Exercise :: Would you transcribe exactly the lines below, starting at the one that contains "Look at the photograph above. For each instance of the black" and ending with the last line, both included? Leave out all other lines.

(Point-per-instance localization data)
• • • • •

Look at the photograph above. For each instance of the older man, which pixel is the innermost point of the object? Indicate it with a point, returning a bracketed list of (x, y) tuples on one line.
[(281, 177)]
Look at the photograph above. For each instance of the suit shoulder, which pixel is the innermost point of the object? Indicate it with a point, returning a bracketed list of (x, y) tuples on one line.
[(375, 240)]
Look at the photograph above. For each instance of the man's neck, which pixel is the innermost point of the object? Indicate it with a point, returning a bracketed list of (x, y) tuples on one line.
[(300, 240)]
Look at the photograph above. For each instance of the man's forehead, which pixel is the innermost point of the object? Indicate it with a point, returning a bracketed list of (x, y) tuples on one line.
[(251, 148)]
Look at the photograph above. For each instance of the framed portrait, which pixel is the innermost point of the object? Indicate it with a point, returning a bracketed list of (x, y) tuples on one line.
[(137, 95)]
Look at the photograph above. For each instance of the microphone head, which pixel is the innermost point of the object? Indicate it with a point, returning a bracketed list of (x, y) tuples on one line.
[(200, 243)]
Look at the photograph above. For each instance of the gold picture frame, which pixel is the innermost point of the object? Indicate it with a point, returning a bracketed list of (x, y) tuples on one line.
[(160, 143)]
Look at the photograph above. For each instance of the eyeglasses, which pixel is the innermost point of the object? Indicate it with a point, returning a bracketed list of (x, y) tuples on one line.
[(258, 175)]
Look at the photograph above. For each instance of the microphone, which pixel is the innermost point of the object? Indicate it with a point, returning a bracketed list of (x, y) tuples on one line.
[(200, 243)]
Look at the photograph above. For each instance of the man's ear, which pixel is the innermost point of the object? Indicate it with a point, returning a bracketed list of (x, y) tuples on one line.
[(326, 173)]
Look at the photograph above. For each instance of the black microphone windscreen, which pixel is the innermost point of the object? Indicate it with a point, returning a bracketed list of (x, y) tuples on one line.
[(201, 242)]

• • • • •

Solution below ::
Look at the photograph above. For each instance of the black microphone windscreen, which pixel is the innermost point of the object? Indicate it with a point, returning a bracketed list of (x, y) tuples on one line.
[(201, 242)]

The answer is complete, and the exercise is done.